— Exercise goal —
Locate every line in the records below that contains the word "ball", and copy each of those lines.
──────── Data provided ────────
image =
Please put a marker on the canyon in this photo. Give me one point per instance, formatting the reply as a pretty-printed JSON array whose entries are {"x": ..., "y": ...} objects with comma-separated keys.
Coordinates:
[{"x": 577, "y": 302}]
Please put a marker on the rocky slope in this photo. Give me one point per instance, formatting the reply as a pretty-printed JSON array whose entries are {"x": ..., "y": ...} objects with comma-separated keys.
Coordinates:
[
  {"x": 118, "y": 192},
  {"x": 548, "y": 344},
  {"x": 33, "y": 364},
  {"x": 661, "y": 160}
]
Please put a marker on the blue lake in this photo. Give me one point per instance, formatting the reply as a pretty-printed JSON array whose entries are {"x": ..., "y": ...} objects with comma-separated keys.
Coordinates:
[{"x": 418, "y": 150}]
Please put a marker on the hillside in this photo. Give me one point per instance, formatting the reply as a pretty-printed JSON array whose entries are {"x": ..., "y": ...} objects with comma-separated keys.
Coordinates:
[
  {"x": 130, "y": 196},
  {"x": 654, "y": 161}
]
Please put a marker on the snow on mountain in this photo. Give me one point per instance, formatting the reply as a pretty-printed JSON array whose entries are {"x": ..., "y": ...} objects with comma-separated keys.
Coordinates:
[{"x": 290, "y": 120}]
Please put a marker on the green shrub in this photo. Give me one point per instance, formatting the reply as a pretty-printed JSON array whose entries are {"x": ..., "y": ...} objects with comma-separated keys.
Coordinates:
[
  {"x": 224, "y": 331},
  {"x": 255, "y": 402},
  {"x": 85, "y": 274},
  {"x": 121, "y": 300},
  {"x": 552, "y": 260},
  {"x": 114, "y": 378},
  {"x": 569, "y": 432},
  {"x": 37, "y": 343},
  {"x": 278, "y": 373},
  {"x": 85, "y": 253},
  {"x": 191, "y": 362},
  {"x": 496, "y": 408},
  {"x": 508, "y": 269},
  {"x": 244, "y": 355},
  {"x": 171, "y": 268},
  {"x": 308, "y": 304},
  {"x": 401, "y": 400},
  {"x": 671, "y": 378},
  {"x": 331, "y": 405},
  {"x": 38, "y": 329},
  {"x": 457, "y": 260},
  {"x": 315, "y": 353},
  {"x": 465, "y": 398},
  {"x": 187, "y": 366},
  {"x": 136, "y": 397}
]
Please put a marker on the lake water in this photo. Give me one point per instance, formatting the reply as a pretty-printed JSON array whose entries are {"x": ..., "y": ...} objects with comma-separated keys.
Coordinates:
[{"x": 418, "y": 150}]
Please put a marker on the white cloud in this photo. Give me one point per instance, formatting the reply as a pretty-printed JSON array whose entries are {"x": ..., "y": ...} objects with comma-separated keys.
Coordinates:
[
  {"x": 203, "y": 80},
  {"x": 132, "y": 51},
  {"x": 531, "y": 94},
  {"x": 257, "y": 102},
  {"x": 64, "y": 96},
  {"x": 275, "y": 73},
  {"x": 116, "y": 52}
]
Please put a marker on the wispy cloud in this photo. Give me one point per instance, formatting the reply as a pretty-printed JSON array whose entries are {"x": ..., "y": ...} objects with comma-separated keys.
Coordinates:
────────
──────── Data provided ────────
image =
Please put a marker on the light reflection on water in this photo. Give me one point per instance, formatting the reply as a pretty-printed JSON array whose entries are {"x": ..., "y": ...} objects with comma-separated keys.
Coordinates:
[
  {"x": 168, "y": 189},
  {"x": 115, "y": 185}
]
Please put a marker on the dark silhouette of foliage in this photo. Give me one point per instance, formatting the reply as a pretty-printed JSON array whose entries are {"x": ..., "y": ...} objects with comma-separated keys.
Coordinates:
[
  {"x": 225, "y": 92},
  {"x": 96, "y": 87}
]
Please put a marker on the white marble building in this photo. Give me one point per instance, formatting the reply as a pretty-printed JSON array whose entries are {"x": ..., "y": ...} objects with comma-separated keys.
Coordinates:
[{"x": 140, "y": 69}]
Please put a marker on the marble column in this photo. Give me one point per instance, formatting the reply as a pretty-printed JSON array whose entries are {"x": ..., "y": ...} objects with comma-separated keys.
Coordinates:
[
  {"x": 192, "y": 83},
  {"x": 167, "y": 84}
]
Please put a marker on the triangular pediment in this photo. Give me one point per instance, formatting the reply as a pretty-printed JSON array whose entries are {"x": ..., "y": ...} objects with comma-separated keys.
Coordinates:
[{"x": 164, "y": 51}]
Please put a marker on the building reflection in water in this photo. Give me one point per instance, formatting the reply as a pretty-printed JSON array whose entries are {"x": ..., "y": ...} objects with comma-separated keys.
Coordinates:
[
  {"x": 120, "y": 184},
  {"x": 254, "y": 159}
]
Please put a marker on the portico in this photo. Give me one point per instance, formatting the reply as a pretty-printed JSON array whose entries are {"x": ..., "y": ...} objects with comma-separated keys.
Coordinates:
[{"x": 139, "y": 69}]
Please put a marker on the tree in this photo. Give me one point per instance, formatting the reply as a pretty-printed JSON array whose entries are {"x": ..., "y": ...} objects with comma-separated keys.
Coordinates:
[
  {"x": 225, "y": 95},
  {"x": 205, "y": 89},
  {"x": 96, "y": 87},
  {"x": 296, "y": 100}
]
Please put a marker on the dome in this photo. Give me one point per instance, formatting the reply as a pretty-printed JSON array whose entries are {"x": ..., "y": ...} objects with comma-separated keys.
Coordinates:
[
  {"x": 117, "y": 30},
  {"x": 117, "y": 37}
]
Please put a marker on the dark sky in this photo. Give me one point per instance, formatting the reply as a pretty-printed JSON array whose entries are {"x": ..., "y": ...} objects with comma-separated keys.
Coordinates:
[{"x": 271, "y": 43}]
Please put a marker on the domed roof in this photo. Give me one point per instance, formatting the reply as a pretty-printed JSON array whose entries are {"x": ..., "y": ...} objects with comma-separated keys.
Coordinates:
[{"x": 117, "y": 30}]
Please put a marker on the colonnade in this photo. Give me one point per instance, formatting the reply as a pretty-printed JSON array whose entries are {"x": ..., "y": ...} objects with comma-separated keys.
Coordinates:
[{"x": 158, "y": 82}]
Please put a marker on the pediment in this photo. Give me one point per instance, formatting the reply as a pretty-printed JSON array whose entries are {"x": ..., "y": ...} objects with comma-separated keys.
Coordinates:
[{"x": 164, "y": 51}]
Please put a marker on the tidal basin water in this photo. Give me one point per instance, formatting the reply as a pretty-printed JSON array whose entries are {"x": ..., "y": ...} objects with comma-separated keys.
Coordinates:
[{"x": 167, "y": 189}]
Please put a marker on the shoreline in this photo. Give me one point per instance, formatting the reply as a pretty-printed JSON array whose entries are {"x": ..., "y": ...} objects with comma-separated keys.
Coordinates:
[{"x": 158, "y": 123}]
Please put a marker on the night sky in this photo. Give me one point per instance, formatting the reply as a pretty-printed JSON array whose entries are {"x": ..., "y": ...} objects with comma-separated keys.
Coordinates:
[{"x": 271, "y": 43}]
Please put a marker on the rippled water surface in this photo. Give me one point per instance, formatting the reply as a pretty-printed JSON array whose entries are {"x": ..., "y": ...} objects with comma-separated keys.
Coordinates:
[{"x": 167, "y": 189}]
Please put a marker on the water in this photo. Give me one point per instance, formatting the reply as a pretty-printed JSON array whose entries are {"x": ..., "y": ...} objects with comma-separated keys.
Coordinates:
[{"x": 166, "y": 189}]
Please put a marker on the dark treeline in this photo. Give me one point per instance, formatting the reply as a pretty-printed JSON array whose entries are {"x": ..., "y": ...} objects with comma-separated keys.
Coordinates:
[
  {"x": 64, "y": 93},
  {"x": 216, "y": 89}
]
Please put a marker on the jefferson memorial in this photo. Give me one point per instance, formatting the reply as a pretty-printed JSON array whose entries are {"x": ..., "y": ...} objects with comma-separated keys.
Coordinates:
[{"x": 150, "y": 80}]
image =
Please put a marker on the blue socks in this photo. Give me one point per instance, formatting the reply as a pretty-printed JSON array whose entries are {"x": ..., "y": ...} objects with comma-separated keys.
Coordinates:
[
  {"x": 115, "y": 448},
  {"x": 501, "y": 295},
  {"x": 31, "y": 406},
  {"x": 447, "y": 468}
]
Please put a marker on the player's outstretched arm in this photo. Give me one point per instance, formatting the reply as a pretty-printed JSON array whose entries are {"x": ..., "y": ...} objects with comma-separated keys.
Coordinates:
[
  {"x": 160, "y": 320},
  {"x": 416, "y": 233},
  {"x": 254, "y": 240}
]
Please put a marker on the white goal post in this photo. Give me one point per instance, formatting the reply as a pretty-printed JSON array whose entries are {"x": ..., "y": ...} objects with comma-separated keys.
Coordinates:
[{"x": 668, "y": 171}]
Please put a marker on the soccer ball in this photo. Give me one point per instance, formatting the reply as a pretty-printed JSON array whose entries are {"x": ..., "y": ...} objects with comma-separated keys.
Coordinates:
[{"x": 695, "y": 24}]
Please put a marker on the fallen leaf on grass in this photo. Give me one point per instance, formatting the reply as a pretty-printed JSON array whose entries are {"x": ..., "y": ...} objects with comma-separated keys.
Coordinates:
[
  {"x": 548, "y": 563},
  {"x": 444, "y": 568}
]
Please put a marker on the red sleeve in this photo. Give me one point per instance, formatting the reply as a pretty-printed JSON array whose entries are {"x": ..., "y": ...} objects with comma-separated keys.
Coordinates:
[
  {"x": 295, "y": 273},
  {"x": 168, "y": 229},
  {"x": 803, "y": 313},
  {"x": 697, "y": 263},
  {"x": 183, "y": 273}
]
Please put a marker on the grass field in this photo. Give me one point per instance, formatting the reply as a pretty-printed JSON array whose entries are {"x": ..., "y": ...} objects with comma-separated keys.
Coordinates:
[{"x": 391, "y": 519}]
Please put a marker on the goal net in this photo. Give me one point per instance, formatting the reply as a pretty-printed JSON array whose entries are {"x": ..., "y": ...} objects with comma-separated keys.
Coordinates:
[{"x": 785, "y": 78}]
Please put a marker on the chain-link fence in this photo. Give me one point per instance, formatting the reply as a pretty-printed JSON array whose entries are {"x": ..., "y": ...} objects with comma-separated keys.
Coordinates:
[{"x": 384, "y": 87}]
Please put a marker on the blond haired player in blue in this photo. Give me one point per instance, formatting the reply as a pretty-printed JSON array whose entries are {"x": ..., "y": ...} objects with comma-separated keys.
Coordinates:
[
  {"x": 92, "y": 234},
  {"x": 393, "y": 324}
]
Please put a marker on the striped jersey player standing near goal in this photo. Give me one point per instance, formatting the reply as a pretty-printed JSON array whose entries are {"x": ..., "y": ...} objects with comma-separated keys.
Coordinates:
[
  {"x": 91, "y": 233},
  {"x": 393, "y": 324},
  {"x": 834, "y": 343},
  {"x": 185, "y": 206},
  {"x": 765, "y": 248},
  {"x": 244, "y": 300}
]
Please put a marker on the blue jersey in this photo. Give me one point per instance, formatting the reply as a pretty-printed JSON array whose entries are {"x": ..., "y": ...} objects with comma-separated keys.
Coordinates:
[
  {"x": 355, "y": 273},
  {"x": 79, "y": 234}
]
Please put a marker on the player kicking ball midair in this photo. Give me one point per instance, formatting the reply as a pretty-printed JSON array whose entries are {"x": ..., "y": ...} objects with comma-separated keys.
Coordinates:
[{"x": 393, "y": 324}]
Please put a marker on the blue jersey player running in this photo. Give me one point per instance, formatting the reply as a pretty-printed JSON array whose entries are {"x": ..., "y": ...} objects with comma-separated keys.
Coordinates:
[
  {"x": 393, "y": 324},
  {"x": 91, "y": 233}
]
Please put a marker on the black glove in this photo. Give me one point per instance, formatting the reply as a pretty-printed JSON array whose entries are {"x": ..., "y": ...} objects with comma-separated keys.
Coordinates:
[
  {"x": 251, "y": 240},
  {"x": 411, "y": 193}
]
────────
— Exercise result —
Please put a marker on the soccer ball in this photo. Give me one point per instance, formatting the reply as a pretty-printed JSON array whose entries are {"x": ..., "y": ...} objects with comma-separated keys.
Please put a marker on the player kicking ball midair in this photo. Give me one point per instance, formatting the reply as a pretty-printed JSON array whose entries are {"x": ..., "y": ...} objects with comma-separated keys.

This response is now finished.